## About this task
Repeat each entry word for word. Leave any images out of the copy.

(Data extracted from a collection)

[Start of Attachment]

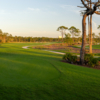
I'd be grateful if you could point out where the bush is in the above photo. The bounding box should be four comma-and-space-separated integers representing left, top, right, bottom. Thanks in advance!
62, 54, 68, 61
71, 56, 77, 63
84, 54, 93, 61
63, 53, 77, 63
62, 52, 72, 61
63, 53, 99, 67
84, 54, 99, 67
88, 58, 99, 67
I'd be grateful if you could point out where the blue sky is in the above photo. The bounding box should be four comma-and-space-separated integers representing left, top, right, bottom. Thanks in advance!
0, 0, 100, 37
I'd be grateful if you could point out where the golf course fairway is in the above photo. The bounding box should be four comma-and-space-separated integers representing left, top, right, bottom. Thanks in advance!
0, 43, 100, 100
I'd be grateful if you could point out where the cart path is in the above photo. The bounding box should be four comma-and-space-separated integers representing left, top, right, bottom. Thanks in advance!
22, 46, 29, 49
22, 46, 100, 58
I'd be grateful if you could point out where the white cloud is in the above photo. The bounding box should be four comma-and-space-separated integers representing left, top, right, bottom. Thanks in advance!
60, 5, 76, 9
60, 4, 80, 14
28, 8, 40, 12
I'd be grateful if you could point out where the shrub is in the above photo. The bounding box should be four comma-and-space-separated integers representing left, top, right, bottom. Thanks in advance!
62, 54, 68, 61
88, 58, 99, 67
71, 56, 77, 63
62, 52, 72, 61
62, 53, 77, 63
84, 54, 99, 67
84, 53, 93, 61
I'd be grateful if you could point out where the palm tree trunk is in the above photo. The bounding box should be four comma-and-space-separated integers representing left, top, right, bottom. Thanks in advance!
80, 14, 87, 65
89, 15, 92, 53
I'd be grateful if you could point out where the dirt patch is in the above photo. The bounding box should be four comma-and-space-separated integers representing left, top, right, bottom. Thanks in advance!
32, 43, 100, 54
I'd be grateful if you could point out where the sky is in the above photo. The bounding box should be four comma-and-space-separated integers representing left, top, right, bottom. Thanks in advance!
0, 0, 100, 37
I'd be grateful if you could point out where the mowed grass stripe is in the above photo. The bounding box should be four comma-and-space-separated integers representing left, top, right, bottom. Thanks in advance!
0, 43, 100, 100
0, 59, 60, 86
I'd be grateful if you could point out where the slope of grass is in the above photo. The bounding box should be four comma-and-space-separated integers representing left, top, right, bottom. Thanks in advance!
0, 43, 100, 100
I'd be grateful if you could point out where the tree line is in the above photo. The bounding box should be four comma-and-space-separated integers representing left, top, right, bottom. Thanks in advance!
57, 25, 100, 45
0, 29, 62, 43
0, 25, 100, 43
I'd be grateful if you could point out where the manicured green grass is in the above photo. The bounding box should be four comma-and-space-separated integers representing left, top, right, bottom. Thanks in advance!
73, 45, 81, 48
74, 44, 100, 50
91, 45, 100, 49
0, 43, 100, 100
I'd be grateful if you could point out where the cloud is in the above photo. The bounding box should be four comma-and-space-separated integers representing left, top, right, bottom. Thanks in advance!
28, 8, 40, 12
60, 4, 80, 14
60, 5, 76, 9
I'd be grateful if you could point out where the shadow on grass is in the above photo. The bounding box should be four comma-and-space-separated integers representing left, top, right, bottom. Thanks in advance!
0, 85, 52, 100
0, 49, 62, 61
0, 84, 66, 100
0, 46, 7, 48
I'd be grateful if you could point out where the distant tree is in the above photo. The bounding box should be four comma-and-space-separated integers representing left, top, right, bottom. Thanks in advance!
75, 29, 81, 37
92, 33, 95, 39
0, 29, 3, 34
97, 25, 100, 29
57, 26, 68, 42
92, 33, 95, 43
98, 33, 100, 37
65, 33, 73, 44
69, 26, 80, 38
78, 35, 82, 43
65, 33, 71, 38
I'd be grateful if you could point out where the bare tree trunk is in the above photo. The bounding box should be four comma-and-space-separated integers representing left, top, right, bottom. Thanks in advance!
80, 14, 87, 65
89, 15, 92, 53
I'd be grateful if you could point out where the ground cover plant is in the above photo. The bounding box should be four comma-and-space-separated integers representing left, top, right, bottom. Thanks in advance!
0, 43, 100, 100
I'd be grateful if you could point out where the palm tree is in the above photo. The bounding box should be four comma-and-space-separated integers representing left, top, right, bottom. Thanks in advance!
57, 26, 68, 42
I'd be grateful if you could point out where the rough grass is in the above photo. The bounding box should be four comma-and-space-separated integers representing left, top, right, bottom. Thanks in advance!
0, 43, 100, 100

[End of Attachment]

## Written response
I'd be grateful if you could point out where the bush is in the above photo. The bounding box should be four comma-and-space-separated integers representing left, top, right, bottom. Thanks in advance!
62, 54, 68, 61
71, 56, 77, 63
84, 54, 93, 61
63, 53, 77, 63
62, 52, 72, 61
63, 53, 99, 67
84, 54, 99, 67
88, 58, 99, 67
I'd be grateful if you could point out where the blue sky is in the above photo. The bounding box should be four comma-and-space-separated integers representing left, top, right, bottom. Thanks in advance!
0, 0, 100, 37
I'd be grateful if you could point out where the golf course fairway is in the above photo. The bounding box should be four comma-and-space-separated integers representing left, top, right, bottom. Thanks in advance!
0, 43, 100, 100
I'd be grateful if you could point out where the cart path is in the above photo. The bounding box should be four comma-and-space-separated integers representing left, top, right, bottom. Thanks in advance!
22, 46, 29, 49
22, 46, 100, 58
I'd be grateful if you could point out where the white cloud is in the above photo. The bounding box should be four comma-and-space-separated integers representing left, top, right, bottom. Thanks in advance!
60, 5, 76, 9
60, 4, 80, 14
28, 8, 40, 12
I'd be grateful if you could point out where the shrub is in the above photo. The bounding box should be four comma-and-space-separated integers representing left, top, right, bottom. Thanks in advance!
62, 54, 68, 61
88, 58, 99, 67
71, 56, 77, 63
62, 52, 72, 61
62, 53, 77, 63
84, 54, 99, 67
84, 53, 93, 61
I'd be grateful if you could point out where the palm tree trunk is in the above photo. The bounding box should be four comma-and-space-separated integers representing left, top, right, bottom. Thanks in advance!
80, 14, 87, 65
89, 15, 92, 53
I'd be grateful if you could point out where the dirt patch is in the above photo. The bounding box should be four comma-and-space-separated integers representing left, top, right, bottom. Thanks in advance!
32, 43, 100, 54
I'd be grateful if you could point out where the sky is in the above photo. The bounding box should be four comma-and-space-separated integers representing left, top, right, bottom. Thanks in advance!
0, 0, 100, 37
I'd be grateful if you could point out where the mowed grass stripe is in the above photo. The bounding box should be four comma-and-space-separated integers representing left, top, right, bottom. Thanks in advance!
0, 43, 100, 100
0, 59, 60, 86
I'd be grateful if you could point out where the slope of grass is in the above photo. The bounding box should be four comma-and-space-separated integers representing left, top, right, bottom. Thanks in advance!
0, 43, 100, 100
I'd be grateful if you could point out where the tree line is in the above photo. The bounding box should be four comma-and-space-separated integers representing left, top, right, bottom. Thanks in advance!
57, 25, 100, 45
0, 29, 62, 43
0, 25, 100, 43
I'd be grateful if you could point out where the manicured green grass is in the above photo. The bounding box should be four comma-and-space-separated integers representing left, top, right, bottom. Thanks in advance!
73, 45, 81, 48
74, 44, 100, 50
91, 45, 100, 49
0, 43, 100, 100
I'd be grateful if you could point out where the cloud is in the above photo. The bounding box should be four comma-and-space-separated integers representing left, top, right, bottom. Thanks in advance!
28, 8, 40, 12
60, 4, 80, 14
60, 5, 76, 9
I'd be grateful if you could point out where the shadow on grass is in the above photo. The bounding box should be four comma-and-space-separated integers representing left, top, right, bottom. Thanks in advance!
0, 85, 52, 100
0, 49, 62, 61
0, 84, 66, 100
0, 46, 7, 48
I'd be grateful if you could point out where the distant tree is in the above photo. The bounding box should be four comma-and-space-separated integers representing left, top, right, bottom. Thanks in advance!
75, 29, 81, 37
92, 33, 95, 39
0, 29, 3, 34
97, 25, 100, 29
57, 26, 68, 42
92, 33, 95, 43
98, 33, 100, 37
65, 33, 73, 44
69, 26, 80, 38
78, 35, 82, 43
65, 33, 71, 38
I'd be grateful if you could point out where the bare tree trunk is in the above photo. The bounding box should be four comma-and-space-separated integers representing left, top, right, bottom. Thanks in advance!
80, 14, 87, 65
89, 15, 92, 53
I'd be grateful if you could point out where the ground cover plant is in the above photo. The bounding box should be four comma-and-space-separated integers representing left, top, right, bottom. Thanks in advance!
0, 43, 100, 100
I'd be grateful if you could point out where the palm tree is in the above photo. The bounding box should be four comma-and-space-separated integers representing left, top, right, bottom. Thanks in advance!
57, 26, 68, 42
I'd be grateful if you could point out where the rough grass is in the above photo. The bounding box should be four comma-and-space-separated integers representing left, top, right, bottom. Thanks in advance!
0, 43, 100, 100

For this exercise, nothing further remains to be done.